# [TEXT]
Moore further addressed scalability in complex environments through variable resolution reinforcement learning. His 1994 paper "Variable Resolution Reinforcement Learning" presented the parti-game algorithm, which adaptively partitions state space using kd-trees and incorporates a continuity assumption to minimize unnecessary exploration. The method was validated on robotic tasks, including navigation of a 9-joint snakelike manipulator around obstacles and control of a puck on a non-linear bumpy surface.

===Auton Laboratory===
The Auton Laboratory was founded by Moore in 1993 at Carnegie Mellon University. Moore has served as a founder and director of the lab, which is co-directed by Artur Dubrawski and Jeff Schneider.
The lab develops efficient algorithms, intelligent data structures, and learning methods for large-scale statistical operations in machine learning and statistical data mining. It emphasizes practical, scalable approaches to detecting patterns in massive datasets while addressing real-world constraints in AI trustworthiness, interpretability, and data readiness.
The Auton Lab has grown into one of the largest applied machine learning research groups in academia and has produced work deployed across commercial, university, and government settings. Its algorithms and systems have been applied through collaborations with government agencies including the CDC, the USDA, and the Allegheny County Health Department on initiatives such as monitoring food-borne illness outbreaks, forecasting COVID-19 spread via wastewater analysis, and radiological nuclear threat evaluation. The lab has also partnered with industrial research groups, supported predictive maintenance in safety-critical systems, and spun out concepts into successful startups. Its contributions include anomaly detection and biosurveillance techniques applied in public health and security contexts.

# [WORK REQUEST A]
In the text about Moore and the Auton Laboratory, who co-directs the lab?
# [WORK REQUEST B]
Reproduce the part of the text about Moore and the Auton Laboratory starting at "Moore further addressed" and ending at "non-linear bumpy surface.".
# [WORK REQUEST C]
Proceed with the text about Moore and the Auton Laboratory from the point where it stops.

# [INFORMATION SUPPLIED]
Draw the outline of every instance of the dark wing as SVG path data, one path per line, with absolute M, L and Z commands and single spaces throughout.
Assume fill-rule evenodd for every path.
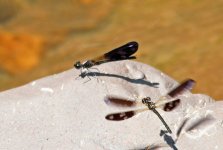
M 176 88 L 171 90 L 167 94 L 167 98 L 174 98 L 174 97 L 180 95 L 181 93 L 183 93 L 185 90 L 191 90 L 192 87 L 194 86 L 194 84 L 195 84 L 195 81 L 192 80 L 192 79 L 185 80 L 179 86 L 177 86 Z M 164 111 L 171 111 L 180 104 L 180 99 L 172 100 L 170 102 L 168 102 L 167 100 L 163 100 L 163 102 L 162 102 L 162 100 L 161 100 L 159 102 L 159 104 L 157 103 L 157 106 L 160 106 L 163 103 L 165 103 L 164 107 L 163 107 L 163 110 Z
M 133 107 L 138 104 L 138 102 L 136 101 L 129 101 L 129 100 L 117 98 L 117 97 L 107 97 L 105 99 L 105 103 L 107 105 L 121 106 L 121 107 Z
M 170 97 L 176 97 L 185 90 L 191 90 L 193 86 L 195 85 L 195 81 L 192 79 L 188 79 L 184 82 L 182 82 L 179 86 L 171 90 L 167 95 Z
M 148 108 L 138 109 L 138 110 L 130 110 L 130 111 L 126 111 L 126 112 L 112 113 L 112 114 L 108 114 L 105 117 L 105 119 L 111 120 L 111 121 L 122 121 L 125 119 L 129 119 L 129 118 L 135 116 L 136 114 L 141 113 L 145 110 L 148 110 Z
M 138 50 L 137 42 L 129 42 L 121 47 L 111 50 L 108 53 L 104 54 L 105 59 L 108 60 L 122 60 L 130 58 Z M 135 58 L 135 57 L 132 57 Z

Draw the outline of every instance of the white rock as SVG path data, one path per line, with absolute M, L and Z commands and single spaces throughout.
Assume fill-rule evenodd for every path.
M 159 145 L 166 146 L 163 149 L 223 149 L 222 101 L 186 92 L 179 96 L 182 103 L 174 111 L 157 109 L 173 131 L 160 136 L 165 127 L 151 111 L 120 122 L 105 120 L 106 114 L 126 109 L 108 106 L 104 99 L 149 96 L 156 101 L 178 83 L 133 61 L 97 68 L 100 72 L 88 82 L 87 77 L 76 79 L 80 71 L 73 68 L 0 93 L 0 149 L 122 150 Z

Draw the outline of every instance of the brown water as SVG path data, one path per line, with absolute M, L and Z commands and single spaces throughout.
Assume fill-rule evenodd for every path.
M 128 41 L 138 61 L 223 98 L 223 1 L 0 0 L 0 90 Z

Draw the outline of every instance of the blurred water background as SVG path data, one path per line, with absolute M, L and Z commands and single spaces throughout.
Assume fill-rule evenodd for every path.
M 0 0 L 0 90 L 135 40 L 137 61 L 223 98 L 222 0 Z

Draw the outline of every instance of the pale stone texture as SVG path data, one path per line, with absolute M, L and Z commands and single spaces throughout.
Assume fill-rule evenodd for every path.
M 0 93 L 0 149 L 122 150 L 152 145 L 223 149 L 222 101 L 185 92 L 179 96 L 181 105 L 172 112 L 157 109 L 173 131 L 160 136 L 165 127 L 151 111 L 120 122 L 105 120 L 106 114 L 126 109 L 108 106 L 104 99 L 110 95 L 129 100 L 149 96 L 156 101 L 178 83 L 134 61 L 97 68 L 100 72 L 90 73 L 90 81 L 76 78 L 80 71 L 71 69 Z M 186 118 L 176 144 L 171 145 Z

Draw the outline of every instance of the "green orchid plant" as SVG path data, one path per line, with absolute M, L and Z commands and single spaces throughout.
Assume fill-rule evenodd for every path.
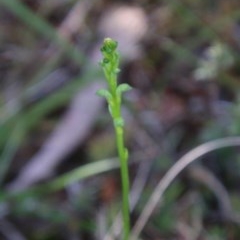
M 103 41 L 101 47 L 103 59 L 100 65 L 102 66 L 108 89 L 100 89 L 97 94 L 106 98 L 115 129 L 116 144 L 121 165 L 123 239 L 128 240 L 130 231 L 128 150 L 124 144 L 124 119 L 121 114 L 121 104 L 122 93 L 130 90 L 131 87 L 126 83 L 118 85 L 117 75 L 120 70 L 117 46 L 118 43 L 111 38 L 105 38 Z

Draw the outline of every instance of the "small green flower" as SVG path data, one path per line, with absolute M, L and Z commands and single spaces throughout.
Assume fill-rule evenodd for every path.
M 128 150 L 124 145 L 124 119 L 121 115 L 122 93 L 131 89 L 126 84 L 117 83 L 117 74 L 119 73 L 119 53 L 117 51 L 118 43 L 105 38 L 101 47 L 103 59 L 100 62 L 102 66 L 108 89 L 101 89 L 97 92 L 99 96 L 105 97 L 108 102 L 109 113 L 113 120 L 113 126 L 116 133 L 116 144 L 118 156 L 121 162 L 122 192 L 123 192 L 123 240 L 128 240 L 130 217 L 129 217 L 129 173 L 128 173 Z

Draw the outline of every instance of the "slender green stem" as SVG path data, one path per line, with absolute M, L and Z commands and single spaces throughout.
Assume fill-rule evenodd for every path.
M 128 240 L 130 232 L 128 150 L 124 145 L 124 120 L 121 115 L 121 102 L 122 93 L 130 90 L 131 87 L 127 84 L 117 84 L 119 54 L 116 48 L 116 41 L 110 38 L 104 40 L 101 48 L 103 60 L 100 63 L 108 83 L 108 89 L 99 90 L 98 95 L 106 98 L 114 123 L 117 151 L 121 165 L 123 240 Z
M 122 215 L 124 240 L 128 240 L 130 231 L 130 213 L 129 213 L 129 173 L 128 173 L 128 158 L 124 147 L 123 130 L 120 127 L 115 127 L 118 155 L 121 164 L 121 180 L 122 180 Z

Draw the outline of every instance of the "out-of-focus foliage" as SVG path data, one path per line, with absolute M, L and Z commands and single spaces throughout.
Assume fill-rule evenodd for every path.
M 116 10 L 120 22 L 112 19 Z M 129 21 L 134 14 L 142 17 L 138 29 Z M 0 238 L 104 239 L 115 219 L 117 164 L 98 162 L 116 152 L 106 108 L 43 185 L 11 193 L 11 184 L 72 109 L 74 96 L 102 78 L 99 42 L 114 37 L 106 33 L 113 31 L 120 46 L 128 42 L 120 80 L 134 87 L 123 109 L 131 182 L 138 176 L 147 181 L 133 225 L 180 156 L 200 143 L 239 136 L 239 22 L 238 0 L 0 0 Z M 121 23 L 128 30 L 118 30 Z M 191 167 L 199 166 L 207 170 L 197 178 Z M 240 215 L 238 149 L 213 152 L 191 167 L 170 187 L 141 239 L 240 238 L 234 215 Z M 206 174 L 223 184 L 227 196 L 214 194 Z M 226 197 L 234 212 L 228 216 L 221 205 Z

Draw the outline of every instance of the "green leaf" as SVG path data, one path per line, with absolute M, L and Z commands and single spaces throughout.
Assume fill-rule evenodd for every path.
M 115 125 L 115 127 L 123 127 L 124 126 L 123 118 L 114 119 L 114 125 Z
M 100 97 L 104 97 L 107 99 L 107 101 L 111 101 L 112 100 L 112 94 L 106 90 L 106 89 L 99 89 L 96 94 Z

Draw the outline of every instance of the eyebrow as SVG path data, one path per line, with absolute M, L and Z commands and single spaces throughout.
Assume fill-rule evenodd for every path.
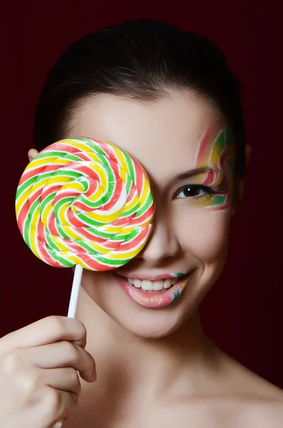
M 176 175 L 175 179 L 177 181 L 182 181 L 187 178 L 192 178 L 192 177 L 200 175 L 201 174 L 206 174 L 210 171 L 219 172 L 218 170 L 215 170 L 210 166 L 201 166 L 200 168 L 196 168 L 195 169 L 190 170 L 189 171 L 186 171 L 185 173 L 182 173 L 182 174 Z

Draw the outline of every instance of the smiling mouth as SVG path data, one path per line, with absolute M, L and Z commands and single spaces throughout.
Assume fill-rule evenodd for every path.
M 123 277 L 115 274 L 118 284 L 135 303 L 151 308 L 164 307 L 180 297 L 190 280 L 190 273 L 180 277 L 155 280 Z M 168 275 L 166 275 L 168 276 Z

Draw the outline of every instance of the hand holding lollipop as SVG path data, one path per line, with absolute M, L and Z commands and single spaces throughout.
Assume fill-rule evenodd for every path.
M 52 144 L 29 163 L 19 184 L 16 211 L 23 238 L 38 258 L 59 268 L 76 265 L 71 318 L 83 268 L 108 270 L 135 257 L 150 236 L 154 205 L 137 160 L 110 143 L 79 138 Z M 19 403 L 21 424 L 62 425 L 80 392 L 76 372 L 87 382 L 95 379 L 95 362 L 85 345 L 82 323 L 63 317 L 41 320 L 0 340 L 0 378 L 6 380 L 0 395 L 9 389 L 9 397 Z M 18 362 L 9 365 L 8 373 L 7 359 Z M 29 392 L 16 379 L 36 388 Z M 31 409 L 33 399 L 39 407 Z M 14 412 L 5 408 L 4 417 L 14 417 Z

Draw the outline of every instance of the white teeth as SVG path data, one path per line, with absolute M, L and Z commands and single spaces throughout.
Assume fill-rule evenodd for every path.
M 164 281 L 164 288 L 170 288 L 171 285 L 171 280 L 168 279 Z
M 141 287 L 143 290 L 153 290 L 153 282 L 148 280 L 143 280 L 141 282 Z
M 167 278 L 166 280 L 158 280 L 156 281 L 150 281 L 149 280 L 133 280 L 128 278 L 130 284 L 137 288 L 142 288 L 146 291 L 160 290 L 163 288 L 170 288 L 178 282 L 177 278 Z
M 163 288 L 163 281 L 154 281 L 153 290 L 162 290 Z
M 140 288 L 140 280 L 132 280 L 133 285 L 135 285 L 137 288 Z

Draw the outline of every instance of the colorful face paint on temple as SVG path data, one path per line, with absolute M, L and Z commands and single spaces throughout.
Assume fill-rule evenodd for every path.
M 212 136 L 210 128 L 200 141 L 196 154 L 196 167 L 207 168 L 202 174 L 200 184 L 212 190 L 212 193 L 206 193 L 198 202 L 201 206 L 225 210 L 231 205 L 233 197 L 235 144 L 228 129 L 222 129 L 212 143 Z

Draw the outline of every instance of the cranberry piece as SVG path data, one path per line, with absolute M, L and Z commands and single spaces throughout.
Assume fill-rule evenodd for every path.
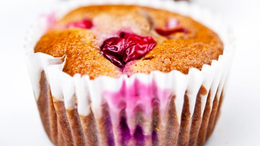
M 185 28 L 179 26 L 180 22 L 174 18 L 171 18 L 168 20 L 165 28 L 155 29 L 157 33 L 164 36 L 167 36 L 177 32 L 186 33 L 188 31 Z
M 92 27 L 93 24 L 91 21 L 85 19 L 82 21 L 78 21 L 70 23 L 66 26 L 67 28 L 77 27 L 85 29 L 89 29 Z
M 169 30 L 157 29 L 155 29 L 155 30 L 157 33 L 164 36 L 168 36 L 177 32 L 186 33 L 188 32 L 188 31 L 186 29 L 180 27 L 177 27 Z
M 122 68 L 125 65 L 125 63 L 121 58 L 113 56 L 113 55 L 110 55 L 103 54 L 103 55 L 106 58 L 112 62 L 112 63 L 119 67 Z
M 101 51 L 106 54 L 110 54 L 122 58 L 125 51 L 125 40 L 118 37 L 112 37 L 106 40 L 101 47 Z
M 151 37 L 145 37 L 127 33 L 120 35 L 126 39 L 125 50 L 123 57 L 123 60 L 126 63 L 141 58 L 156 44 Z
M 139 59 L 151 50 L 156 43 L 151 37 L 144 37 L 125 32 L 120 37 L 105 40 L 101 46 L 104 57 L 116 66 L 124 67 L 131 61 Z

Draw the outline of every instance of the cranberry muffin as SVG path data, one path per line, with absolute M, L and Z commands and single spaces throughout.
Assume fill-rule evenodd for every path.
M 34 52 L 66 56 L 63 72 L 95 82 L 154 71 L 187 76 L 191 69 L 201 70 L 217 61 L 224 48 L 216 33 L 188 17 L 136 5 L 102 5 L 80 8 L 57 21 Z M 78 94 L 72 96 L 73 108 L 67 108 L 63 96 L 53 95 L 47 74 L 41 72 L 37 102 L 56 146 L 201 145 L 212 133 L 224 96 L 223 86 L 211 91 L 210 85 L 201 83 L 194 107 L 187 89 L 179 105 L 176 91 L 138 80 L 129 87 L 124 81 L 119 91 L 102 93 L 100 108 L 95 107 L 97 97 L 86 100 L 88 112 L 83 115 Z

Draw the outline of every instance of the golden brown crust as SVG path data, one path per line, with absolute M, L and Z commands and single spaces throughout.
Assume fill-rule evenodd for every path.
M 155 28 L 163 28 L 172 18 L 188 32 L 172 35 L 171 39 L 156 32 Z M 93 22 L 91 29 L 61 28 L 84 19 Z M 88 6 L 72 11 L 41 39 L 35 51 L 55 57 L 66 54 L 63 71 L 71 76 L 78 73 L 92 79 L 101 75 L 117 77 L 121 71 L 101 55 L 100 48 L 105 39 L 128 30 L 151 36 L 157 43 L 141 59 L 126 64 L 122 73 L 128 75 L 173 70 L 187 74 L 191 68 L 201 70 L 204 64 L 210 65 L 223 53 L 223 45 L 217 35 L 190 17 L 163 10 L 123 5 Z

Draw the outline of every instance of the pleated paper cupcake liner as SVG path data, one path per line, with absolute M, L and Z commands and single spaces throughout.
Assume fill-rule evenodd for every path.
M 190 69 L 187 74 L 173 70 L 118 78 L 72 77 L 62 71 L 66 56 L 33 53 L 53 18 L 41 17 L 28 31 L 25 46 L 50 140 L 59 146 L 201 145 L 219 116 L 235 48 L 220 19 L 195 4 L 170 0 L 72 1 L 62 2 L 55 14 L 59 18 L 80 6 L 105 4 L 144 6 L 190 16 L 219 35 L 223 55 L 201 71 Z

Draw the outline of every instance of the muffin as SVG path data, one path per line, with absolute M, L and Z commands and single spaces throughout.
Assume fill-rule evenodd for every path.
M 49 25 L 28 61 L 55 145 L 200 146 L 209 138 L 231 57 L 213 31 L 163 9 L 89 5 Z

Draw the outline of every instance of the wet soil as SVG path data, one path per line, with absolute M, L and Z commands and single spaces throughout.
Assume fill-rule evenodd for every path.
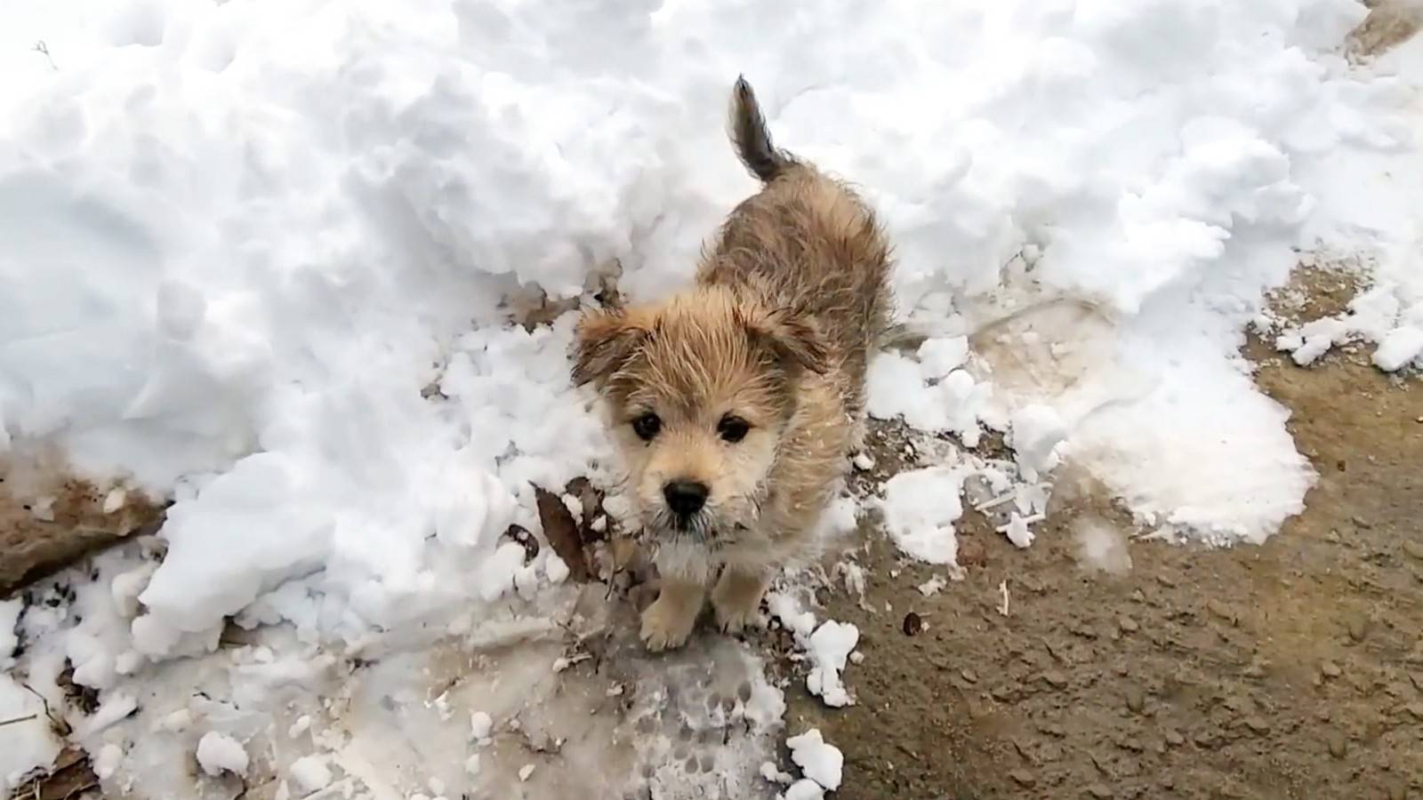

# [EXERCISE RESULT A]
Artur Dubrawski and Jeff Schneider.

# [EXERCISE RESULT B]
Moore further addressed scalability in complex environments through variable resolution reinforcement learning. His 1994 paper "Variable Resolution Reinforcement Learning" presented the parti-game algorithm, which adaptively partitions state space using kd-trees and incorporates a continuity assumption to minimize unnecessary exploration. The method was validated on robotic tasks, including navigation of a 9-joint snakelike manipulator around obstacles and control of a puck on a non-linear bumpy surface.

# [EXERCISE RESULT C]
===Notable applications and projects===
Moore's work through the Auton Lab has produced several high-impact real-world applications of statistical machine learning and data mining techniques.
In astronomy, Auton Lab algorithms enabled efficient detection of asteroids in the Pan-STARRS telescope project, processing tens of billions of noisy data points to identify potential threats from near-Earth objects.
In biosurveillance and public health, the lab developed anomaly detection systems for DARPA programs and contributed spatial scan algorithms to the Real-time Outbreak and Disease Surveillance (RODS) system, which monitored hospital admissions and national retail data to detect disease outbreaks. These tools also supported homeland security efforts by enabling tractable searches over trillions of spatial regions daily for anomaly detection.

==Personal life==
===Citizenship===
Moore is a naturalized United States citizen, having become a U.S. citizen in 2003.

===Residence===
Moore resides in Pittsburgh, Pennsylvania.

==Publications==
===Books===
Wagner, M.M., Moore, A.W., and Aryel, R.M., eds. (2006). The Handbook of Biosurveillance. Academic Press.

===Selected articles===
Moore, A.W. and Atkeson, C.G. (1993). "Prioritized Sweeping: Reinforcement Learning with Less Data and Less Real Time." Machine Learning, 13(1): 103–130.
Wong, W.K., Moore, A.W., Cooper, G.F., and Wagner, M.M. (2005). "What's Strange About Recent Events (WSARE): An Algorithm for the Early Detection of Disease Outbreaks." Journal of Machine Learning Research, 6: 1961–1998.
Liu, T., Moore, A.W., and Gray, A. (2006). "New Algorithms for Efficient High-Dimensional Nonparametric Classification." Journal of Machine Learning Research, 7: 1135–1158.
Moore, A.W. (1991). "An Introductory Tutorial on Kd-trees" (from Ph.D. thesis: Efficient Memory-based Learning for Robot Control). University of Cambridge.

==Recognition==
Moore was elected a Fellow of the Association for the Advancement of Artificial Intelligence in 2005.